*DIRECTIONS FOR THIS TASK:* Carry over the rows from the line with "Game engine object recognition — detect blurred" up to and including the line with "221, 297, 328, 394", requests included, and add 133 to every coordinate in the answers. Reproduce only those lines.

*RECORD LIST:*
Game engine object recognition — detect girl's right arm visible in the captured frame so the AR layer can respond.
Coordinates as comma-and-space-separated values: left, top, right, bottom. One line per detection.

...

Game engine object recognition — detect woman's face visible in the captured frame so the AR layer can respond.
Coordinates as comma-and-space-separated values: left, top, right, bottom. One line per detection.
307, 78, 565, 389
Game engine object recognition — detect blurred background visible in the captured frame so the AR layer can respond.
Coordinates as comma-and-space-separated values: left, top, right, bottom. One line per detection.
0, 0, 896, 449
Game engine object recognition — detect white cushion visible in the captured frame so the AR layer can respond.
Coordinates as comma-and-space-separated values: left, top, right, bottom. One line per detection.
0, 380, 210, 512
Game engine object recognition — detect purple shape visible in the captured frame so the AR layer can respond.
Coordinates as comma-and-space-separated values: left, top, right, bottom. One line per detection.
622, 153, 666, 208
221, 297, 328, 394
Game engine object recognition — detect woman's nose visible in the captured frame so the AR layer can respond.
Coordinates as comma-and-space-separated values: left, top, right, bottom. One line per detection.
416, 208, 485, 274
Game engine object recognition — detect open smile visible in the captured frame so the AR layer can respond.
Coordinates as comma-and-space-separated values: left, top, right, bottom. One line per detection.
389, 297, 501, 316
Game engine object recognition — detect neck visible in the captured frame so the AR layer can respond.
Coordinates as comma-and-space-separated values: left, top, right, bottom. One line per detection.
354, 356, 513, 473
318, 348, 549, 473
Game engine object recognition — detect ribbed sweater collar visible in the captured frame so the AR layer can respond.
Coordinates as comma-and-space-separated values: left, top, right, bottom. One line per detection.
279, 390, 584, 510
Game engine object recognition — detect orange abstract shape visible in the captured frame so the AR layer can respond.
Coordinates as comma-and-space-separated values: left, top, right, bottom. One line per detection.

*EXERCISE OUTPUT:*
Game engine object recognition — detect blurred background visible in the captured frame so the AR layer can respond.
Coordinates as comma-and-space-separated values: left, top, right, bottom. One line per detection.
133, 133, 1029, 582
Game engine object recognition — detect white cushion visible in the captured frame so the AR layer can respond.
Coordinates as comma-and-space-separated values: left, top, right, bottom. One line per detection.
133, 513, 343, 645
Game engine object recognition — detect purple shape visible in the captured frame so the AR layer can respond.
Coordinates as comma-and-space-separated values: left, top, right, bottom. One line per detection.
755, 286, 799, 341
354, 430, 461, 527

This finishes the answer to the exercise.